No sólo quería lo imposible, sino que no estaba dispuesto a hacer nada para lograrlo. Cero esfuerzo. Cero sacrificios. Cero. Era el agente Cero Cero Cero. Licencia para aburrir.

Venga, ya. Aquello tenía que ser una broma. ¡Empezad a reíros de una vez, cabrones!

¿Cabrones?

¿Hola?

No podía creer que hubiese en el mundo gente tan... tan... ¡Es que ni siquiera encuentro un adjetivo para colorear tamaña mentecatez!


Debería haberlo dejado aquí.

Pero no. Masoquista que soy,
improvisé un Trivial Pursuit cinematográfico, confiando en descubrir una luz de esperanza en la dura mollera de aquel majadero. Vano intento. El hombre que quería ser Steven Spielberg no podía citar ni un solo título de mis directores favoritos, no era consciente de haber visto jamás una película de Abel Ferrara, John Carpenter, David Cronenberg, Stanley Kubrick, Billy Wilder o John Ford, por citar media docena; no sabía quiénes eran Orson Welles, Raoul Walsh, Max Ophuls, Otto Preminger, Yasuhirō Ozu, Carl Theodor Dreyer o Cecil B. DeMille ni le importaba un carajo, y creí que iba a sufrir un ictus cuando le dije que Clint Eastwood llevaba dirigiendo películas desde los años 70 y que, además de desparramar testosterona y casquería asiática, Sylvester Stallone había escrito el guión de Rocky, reconocido en 1976 con un premio de la Cofradía de Escritores de América y candidato a los Bafta, los Globos de Oro y los Óscar de ese mismo año.

■ Datos extraídos ■
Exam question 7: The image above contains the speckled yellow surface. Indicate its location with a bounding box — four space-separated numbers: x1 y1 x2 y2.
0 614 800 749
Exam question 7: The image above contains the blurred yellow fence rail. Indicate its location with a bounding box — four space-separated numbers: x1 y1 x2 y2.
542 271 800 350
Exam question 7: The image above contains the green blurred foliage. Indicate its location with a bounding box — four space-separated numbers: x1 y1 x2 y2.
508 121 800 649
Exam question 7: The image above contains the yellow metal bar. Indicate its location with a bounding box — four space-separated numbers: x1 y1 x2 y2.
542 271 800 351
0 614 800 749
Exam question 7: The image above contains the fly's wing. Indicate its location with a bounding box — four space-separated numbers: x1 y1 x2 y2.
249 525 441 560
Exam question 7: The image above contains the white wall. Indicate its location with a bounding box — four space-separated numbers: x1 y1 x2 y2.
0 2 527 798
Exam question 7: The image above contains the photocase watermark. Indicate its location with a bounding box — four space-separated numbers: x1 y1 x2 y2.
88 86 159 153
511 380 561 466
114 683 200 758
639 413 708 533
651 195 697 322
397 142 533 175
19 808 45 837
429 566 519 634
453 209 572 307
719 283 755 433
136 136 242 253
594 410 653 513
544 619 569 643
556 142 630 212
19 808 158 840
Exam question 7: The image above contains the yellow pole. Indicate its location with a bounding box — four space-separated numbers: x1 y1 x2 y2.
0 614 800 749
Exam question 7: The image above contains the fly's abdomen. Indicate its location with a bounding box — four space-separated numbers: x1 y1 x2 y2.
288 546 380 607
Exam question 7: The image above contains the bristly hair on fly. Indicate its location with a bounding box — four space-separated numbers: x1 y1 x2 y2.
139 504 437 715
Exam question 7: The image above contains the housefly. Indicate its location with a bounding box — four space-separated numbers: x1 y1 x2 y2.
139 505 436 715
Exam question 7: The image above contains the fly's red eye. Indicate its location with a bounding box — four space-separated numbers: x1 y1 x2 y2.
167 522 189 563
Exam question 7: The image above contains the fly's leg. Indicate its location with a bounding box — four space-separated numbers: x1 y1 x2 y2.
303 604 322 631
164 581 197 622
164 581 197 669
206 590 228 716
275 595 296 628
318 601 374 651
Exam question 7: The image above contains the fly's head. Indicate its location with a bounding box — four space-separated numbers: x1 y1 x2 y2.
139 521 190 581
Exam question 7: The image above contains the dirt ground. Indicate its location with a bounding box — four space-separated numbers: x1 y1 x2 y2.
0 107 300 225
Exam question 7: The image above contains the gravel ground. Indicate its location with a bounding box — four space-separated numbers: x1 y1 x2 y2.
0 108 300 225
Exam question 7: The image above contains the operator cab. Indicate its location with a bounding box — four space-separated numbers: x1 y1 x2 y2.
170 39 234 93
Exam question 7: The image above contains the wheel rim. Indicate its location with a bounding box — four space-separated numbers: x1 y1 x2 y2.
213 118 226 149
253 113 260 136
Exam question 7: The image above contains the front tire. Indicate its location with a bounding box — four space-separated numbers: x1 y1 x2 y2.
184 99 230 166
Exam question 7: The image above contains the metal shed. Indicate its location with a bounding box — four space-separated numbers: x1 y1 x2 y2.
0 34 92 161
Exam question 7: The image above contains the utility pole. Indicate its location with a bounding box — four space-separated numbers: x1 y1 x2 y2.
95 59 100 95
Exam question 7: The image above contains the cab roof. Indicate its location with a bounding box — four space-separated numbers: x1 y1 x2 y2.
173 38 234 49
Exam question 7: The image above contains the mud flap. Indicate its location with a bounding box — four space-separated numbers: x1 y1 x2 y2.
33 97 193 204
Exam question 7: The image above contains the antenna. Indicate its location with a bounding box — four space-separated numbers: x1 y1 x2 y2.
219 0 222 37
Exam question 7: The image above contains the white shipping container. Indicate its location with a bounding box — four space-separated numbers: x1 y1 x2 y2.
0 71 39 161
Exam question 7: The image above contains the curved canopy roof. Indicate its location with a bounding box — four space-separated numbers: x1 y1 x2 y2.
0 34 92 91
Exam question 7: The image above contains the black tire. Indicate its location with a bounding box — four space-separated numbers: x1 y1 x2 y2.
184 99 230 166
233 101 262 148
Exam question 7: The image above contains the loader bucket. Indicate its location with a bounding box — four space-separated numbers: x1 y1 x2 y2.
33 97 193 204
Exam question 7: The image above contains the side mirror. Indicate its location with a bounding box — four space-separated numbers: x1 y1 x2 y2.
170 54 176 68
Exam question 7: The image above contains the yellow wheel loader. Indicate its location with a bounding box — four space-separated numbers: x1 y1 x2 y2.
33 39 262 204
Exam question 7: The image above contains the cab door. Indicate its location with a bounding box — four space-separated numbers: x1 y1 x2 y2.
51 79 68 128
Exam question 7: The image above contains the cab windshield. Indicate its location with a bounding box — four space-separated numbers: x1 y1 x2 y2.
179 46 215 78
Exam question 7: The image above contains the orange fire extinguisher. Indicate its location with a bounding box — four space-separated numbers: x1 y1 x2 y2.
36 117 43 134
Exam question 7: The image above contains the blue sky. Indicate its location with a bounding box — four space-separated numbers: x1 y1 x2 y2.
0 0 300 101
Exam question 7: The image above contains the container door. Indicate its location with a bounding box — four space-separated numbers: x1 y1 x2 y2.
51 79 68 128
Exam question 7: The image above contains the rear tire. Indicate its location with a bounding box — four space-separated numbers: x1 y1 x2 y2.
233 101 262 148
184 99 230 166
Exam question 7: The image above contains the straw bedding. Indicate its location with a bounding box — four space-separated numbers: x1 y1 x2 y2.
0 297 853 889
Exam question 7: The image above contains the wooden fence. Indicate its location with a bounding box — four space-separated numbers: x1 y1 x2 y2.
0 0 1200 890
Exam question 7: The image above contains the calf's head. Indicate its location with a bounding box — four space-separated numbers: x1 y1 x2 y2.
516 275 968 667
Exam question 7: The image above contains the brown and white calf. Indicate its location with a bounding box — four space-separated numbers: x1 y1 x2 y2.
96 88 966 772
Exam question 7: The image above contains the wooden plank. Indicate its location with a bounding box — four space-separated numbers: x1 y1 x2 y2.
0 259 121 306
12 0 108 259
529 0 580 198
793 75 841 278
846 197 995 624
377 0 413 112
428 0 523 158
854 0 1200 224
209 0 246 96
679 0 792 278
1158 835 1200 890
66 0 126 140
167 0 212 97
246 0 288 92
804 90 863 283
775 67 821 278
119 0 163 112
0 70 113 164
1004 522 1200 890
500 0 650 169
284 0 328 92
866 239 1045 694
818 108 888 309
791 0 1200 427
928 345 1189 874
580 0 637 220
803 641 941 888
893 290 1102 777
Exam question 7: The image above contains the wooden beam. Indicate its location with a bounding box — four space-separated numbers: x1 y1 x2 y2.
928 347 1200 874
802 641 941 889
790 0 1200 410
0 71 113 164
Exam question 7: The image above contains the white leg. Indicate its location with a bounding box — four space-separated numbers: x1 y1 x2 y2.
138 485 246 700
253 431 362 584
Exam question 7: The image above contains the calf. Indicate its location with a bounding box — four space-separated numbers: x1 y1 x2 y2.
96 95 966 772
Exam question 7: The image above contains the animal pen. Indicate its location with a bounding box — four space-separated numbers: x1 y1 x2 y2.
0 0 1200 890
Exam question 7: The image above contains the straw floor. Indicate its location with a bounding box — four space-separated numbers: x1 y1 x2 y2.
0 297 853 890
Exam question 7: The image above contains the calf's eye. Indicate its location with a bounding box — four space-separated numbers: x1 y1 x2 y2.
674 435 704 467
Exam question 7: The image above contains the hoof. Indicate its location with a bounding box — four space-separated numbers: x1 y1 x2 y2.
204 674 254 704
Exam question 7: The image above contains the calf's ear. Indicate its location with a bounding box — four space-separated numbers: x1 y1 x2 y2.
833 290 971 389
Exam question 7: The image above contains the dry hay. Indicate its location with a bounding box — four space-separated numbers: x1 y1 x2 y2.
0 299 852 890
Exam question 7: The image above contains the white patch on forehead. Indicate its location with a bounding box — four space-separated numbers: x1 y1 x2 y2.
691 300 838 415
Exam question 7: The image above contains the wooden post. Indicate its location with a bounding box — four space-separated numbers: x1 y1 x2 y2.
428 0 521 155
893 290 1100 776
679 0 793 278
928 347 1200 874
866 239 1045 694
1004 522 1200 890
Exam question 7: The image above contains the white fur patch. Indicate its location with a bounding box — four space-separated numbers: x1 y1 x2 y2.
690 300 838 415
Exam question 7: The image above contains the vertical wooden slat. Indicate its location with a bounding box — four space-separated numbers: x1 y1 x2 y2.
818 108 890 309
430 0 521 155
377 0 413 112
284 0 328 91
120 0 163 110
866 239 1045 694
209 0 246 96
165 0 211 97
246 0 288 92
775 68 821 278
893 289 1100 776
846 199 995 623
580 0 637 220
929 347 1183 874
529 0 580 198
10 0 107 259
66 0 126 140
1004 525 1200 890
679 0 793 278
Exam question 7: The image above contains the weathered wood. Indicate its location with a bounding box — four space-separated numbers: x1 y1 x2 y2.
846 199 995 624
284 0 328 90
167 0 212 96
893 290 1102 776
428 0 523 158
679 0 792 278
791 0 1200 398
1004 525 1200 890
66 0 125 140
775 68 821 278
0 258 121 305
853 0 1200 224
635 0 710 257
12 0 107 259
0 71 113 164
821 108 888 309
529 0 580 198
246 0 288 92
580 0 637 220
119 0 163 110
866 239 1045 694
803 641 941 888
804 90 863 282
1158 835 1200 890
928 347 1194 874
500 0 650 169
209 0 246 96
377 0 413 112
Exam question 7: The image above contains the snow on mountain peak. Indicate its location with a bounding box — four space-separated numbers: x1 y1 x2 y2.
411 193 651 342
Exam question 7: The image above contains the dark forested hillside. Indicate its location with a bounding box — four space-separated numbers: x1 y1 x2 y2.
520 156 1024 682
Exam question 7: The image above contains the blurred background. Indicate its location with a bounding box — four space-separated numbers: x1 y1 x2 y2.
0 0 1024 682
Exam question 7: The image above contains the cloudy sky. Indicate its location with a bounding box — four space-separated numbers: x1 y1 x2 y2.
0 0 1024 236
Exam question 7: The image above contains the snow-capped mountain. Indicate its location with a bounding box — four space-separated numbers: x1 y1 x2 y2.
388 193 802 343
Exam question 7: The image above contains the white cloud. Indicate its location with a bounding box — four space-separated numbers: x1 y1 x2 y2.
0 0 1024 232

■ TAREAS Y EJERCICIOS ■
[A] Según el texto sobre el aspirante a cineasta, ¿por qué improvisó el narrador un Trivial Pursuit cinematográfico?
[B] Escribe la continuación del texto sobre el aspirante a cineasta a partir de su última frase.

■ RESULTADOS EN ORDEN ■
[A] Lo improvisó porque confiaba en descubrir una luz de esperanza en la dura mollera de aquel majadero.

[B]
Llegados a este punto renuncié a preguntarle al
hombre que quería ser Steven Spielberg si tenía la más mínima noción del lenguaje o la técnica cinematográfica, conocía la estructura clásica en tres actos, sabía diferenciar un plano picado de un contrapicado, podía explicarme qué es un arco de transformación, un copión, un travelling o, en un acceso escarolitrópico gmnésico, una script-girl.
«¿Me disculpas un momento?», le dije. «Acaba de entrar una chavala a la que me estoy trabajando y quiero saludarla».


«Claro, claro», me dijo él.

Admito que la chavala a la que me estaba trabajando no acababa de entrar, además tampoco sabía que me la estaba trabajando y, por si eso no fuese suficiente, era lesbiana crónica. Me escabullí del
hombre que quería ser Steven Spielberg, me encerré en el cuarto de baño y vomité hasta los primeros calostros que mamé en mi vida.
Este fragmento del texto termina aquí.